Dataset excerpt

---*---

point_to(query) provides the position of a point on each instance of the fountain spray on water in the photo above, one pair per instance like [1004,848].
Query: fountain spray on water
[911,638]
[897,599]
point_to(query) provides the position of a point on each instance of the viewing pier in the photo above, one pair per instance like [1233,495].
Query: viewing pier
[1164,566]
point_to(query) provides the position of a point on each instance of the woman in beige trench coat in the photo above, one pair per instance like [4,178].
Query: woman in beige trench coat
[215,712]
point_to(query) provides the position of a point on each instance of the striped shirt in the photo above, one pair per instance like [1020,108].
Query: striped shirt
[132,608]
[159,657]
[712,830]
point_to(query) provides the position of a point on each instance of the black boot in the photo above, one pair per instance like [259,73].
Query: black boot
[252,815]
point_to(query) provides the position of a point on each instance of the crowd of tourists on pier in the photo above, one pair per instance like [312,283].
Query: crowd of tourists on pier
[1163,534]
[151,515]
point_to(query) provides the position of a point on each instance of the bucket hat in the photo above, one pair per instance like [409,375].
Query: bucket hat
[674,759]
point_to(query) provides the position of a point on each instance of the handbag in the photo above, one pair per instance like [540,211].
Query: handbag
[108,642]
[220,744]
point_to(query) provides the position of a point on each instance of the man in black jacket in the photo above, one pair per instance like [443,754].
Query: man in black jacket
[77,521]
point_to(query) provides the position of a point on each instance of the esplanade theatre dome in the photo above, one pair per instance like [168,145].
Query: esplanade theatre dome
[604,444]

---*---

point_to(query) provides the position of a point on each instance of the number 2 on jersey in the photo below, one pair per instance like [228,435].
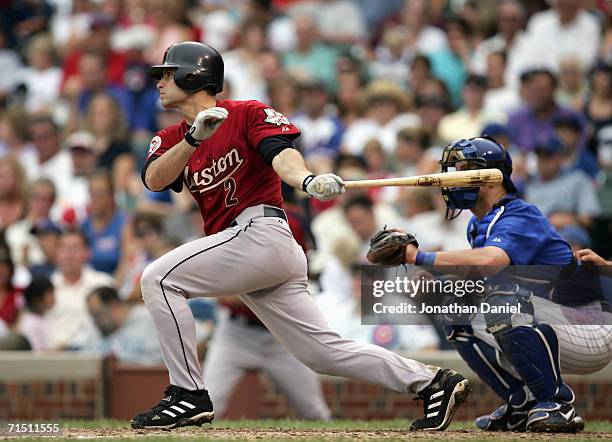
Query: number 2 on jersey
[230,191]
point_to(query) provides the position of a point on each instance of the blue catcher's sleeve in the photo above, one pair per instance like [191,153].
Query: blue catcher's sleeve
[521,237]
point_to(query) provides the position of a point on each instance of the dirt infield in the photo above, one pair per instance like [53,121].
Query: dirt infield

---*---

▶ OBJECTIVE
Return each line of the entries above that contains the string "number".

▶ PROBLEM SOLUTION
point_to(query) provides the position of a point on each instance of the number 2 on jersey in the photo below, one pair per instance like [228,435].
Query: number 2 on jersey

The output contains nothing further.